WORK TO COMPLETE: Output a JSON list of strings, one per line, holding the lines from the start of the stored items through the line that contains "positive clicks: (289, 202)". Leave out blank lines and include no other lines.

Stored items
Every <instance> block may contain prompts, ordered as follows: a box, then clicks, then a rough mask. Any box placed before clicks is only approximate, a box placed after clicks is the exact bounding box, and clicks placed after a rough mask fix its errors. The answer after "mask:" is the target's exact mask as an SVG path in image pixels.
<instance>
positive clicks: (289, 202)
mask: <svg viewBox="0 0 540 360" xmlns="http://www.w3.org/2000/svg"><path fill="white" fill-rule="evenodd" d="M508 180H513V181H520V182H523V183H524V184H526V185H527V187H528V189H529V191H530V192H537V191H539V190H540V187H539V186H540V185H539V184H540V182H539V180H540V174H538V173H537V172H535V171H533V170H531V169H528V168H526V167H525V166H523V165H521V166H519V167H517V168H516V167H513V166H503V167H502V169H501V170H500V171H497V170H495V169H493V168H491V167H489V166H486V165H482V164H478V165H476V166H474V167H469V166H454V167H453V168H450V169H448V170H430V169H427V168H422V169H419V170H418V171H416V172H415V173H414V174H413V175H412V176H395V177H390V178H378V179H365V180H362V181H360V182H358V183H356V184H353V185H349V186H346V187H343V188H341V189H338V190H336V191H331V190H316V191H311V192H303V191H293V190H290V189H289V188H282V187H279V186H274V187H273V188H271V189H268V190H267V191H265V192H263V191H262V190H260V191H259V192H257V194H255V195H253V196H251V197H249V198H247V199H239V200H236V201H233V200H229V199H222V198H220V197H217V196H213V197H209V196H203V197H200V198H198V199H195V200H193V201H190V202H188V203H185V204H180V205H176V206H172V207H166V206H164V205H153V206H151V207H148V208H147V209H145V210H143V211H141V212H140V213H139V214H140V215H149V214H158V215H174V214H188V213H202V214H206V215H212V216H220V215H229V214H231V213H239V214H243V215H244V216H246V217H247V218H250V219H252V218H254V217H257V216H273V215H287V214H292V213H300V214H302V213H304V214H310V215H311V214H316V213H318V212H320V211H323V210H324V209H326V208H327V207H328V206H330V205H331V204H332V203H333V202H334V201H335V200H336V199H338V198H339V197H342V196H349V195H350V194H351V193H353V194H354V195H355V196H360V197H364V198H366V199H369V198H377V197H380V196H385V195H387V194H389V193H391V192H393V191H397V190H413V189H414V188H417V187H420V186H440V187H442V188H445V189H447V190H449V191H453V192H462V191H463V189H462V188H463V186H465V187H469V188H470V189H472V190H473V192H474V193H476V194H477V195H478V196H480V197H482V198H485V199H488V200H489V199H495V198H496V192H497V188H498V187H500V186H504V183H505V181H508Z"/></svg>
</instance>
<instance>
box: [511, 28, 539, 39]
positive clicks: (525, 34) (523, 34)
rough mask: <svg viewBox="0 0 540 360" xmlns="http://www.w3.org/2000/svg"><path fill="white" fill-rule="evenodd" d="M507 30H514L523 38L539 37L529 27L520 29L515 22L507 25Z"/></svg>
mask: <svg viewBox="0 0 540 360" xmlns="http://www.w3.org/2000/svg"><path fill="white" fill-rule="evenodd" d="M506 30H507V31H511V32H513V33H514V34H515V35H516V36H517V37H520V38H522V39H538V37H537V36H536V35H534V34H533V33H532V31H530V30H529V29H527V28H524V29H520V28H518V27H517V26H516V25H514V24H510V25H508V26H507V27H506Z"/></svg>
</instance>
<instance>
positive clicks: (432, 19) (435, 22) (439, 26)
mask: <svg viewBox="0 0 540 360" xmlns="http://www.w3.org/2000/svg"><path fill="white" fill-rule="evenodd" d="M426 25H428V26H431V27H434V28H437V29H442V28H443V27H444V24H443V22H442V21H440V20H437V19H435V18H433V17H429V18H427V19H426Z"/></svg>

EXERCISE ANSWER:
[
  "Every <instance> block may contain prompts, ordered as follows: a box, then clicks, then a rough mask. Any box placed before clicks is only approximate, a box placed after clicks is the exact bounding box, and clicks placed after a rough mask fix its errors. The answer after \"mask:\" is the target's exact mask as an SVG path in image pixels.",
  "<instance>",
  "positive clicks: (289, 202)"
]